Pesquisadora resgata importância da obra de Carolina de Jesus, a"poeta da favela".
Por Nina Fideles
Carolina Maria de Jesus tinha 43 anos quando foi descoberta pelo
jornalista Audálio Dantas, em 1958, na favela do Canindé, Zona Norte de
São Paulo. Na ocasião, ele escrevia uma reportagem sobre a expansão da
favela, que mais tarde seria removida para a construção da Marginal
Tietê. Mineira, negra, semianalfabeta, mudou-se para a capital aos 17
anos, trabalhou como empregada doméstica, teve três filhos, manteve-se
solteira, tornou-se catadora e em cadernos encontrados no lixo, relatava
seu cotidiano em forma de contos, romances, poesias e até peças de
teatro. Um diário iniciado em 1955 deu origem ao primeiro livro de
Carolina de Jesus, publicado em 1960. Quarto de Despejo: Diário de uma Favelada
tornou-se um best-seller com mais de um milhão de cópias vendidas em
todo o mundo, traduzido em 13 idiomas, em mais de quarenta países.
Apenas no Brasil, o livro vendeu mais de 80 mil exemplares.
Ao se mudar para um bairro de classe média, Carolina de Jesus lançou o
Casa de Alvenaria (1961), mas não obteve o mesmo sucesso que o
anterior, e o mesmo ocorreu com as outras duas publicações que se
seguiram, que ela própria custeou. O interesse pela ‘mulher da favela
que escrevia’, a curiosidade da classe média durou pouco tempo. Além de
ter sido vista com certo receio pela crítica literária que desacreditava
de sua capacidade. Mas por mais contraditório que possa parecer, o
livro Quarto de Despejo, ou Child of the Dark, na tradução para o
inglês, é utilizado nas escolas e estudado nas faculdades dos EUA,
apenas como simples objeto de estudo, por ser pobre e relatar suas
mazelas, sem a intenção de conhecer a fundo seus escritos.

========================================================================

→ **TAREFAS**:
• a. Diga se cada afirmação concorda com o texto sobre Carolina de Jesus, respondendo sim ou não e citando as palavras do texto que decidem: (i) Carolina de Jesus foi descoberta pelo jornalista Audálio Dantas em 1958; (ii) Casa de Alvenaria teve o mesmo sucesso que Quarto de Despejo; (iii) no Brasil, Quarto de Despejo vendeu mais de um milhão de exemplares.
• b. Escreva a continuação do texto sobre Carolina de Jesus, começando logo depois da última frase apresentada.
Não é preciso consultar a listagem.

========================================================================

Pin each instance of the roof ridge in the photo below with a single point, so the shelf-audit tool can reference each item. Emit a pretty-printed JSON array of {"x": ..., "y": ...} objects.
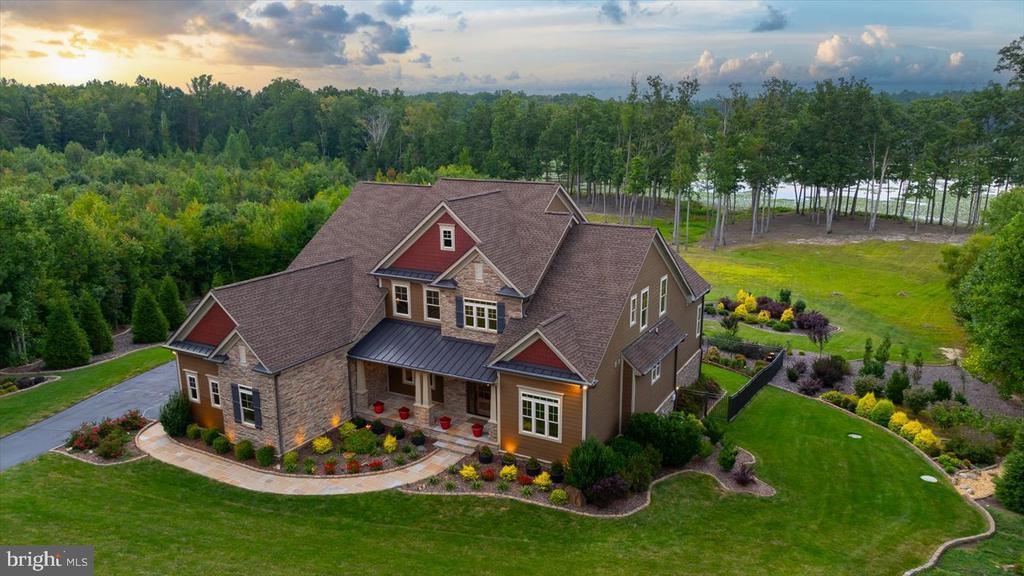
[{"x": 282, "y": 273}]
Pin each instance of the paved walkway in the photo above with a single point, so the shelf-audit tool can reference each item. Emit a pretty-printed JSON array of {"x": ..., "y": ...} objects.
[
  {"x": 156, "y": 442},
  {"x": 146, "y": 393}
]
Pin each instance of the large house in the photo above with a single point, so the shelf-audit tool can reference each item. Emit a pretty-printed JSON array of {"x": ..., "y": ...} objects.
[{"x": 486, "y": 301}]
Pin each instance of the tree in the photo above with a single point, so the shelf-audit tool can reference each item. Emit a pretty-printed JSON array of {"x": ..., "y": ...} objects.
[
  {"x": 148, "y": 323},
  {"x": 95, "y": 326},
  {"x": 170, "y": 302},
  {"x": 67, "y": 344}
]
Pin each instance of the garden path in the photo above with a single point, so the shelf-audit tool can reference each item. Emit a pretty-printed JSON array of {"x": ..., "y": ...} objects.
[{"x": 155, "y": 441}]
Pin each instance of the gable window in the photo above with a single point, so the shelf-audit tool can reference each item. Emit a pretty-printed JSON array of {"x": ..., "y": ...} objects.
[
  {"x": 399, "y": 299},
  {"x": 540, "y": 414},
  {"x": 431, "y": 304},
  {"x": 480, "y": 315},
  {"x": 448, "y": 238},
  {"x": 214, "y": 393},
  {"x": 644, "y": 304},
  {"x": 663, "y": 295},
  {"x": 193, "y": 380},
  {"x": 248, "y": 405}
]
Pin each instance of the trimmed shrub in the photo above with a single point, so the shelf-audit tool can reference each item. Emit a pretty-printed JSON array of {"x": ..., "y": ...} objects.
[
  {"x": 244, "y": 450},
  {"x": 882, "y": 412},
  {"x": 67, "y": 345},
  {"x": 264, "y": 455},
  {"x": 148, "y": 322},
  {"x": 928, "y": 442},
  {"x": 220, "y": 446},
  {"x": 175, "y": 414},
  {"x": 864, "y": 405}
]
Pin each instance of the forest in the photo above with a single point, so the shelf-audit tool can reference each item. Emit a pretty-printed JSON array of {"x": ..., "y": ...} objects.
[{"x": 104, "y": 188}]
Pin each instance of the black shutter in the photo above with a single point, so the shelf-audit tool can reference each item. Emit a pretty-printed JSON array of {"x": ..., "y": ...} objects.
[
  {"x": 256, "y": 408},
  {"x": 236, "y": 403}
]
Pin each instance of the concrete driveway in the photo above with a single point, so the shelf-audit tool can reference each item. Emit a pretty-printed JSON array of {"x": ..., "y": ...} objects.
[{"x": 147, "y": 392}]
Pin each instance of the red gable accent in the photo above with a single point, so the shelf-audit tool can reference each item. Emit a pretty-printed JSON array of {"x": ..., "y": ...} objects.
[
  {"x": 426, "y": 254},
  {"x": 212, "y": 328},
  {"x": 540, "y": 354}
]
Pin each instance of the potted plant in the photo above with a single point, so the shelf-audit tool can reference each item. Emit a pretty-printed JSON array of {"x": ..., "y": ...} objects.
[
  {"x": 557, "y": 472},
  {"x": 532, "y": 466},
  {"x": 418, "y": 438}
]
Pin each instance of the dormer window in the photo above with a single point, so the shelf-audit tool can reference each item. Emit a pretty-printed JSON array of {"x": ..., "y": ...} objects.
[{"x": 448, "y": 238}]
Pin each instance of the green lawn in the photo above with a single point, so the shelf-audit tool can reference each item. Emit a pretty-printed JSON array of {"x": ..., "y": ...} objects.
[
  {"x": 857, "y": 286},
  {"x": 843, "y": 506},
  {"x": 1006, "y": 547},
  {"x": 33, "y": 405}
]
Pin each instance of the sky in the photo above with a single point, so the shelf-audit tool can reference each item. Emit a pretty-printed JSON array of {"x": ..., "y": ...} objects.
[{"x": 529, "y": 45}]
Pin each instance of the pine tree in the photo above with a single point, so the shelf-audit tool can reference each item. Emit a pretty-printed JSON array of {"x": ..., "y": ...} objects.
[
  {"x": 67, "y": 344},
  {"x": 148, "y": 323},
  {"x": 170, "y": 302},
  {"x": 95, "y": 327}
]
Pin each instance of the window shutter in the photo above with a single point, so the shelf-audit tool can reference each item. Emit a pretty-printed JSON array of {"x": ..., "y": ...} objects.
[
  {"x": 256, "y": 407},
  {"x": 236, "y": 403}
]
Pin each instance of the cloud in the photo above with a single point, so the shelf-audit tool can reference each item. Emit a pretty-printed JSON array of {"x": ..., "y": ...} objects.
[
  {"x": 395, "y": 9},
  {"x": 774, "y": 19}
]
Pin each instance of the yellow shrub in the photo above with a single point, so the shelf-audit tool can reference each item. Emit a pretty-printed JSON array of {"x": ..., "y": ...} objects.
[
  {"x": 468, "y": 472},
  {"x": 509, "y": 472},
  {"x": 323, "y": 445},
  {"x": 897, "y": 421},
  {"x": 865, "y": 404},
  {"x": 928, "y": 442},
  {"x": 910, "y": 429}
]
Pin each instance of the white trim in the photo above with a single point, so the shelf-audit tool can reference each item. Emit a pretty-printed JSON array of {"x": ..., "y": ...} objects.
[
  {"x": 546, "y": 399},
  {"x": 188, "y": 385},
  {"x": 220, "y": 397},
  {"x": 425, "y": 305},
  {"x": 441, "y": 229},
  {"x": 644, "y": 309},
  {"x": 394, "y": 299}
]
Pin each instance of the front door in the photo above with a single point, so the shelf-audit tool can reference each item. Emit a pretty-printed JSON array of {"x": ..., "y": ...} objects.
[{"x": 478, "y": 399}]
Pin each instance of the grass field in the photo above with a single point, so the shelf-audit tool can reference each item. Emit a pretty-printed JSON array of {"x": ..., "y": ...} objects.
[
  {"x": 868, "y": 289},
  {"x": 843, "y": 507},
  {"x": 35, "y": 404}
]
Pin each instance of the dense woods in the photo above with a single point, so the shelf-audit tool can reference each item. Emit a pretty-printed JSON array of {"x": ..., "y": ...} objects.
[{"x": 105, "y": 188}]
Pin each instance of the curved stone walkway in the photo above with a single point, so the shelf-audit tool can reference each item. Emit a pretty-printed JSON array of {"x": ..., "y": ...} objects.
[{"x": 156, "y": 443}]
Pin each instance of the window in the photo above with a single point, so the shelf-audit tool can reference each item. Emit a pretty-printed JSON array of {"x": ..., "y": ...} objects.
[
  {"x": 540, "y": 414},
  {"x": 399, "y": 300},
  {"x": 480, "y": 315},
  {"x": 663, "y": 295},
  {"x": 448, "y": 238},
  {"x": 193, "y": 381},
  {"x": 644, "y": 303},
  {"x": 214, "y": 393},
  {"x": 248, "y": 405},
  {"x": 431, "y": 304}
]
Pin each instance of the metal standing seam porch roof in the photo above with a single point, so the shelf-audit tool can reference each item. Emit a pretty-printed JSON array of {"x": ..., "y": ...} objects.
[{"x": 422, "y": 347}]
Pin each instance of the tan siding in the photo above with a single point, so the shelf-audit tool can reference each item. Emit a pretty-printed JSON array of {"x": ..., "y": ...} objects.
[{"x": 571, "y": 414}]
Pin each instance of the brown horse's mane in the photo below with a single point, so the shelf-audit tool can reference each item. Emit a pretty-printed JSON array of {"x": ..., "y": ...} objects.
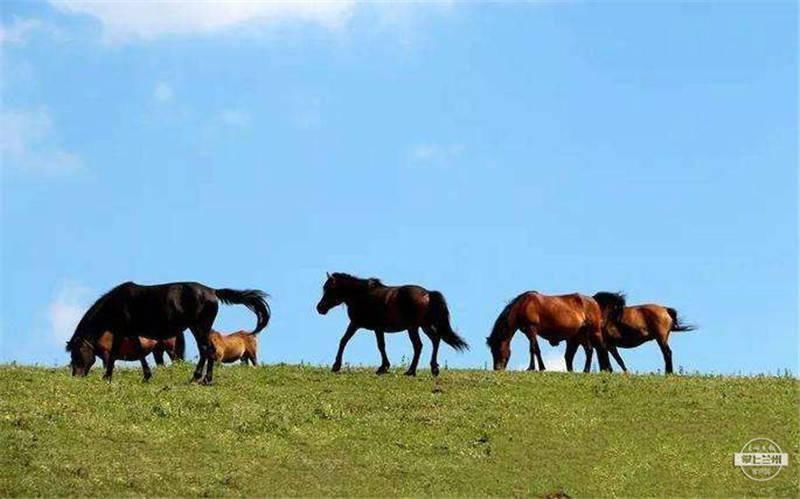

========================================================================

→ **RESPOSTAS POR TAREFA**:
• a.
(i) Sim: "Carolina Maria de Jesus tinha 43 anos quando foi descoberta pelo jornalista Audálio Dantas, em 1958"
(ii) Não: "mas não obteve o mesmo sucesso que o anterior"
(iii) Não: "Apenas no Brasil, o livro vendeu mais de 80 mil exemplares."

• b.
No Brasil, Carolina de Jesus ainda não tem o devido mérito
reconhecido. Morreu pobre e praticamente esquecida, em 1977. O
centenário de nascimento de uma das mais importantes precursoras da
literatura marginal, da favela, foi celebrado no dia 14 de março deste
ano e trouxe à tona sua história novamente. Mas a data passará e a luta
dos pesquisadores e estudiosos de sua obra, para o reconhecimento e
tratamento adequado aos seus manuscritos, permanecerá. Para entender um
pouco mais sobre a atualidade da obra de Carolina de Jesus, conversamos
com Raffaella Andréa Fernandez, que desenvolve pesquisa de doutorado no
Departamento de Teoria e História Literária da Universidade Estadual de
Campinas (Unicamp) baseada nos manuscritos inéditos da autora e
intitulada Narrativas de Carolina Maria de Jesus: Processo de Criação de uma Poética de Resíduos.
Raffaella aponta que existe uma grande lacuna de preservação de nossa
memória, textual principalmente, e os escritos originais de Carolina de
Jesus, uma escritora fadada à exclusão, seja em vida ou em morte, ainda
se encontram em condições precárias. E afirma que “o posicionamento
deva ser também político no sentido de não estar limitado à análise
desses textos, mas de solicitar um tratamento especial do material que
se encontra em estado de deterioração, sobretudo, porque parte dele
havia sido ‘lançado sobre a lama’, junto à família e aos arquivos”.
A contemporaneidade de Carolina de Jesus vai além da data de seu
centenário. As histórias que a “poetisa da favela”, como se
autodenominava, relatou e viveu se repetem nos dias atuais. E sua
própria história representa milhares de mulheres negras, faveladas, mães
solteiras, que ainda encontram poesia no dia a dia.
Caros Amigos – Como foi que o seu caminho cruzou com os escritos de Carolina de Jesus?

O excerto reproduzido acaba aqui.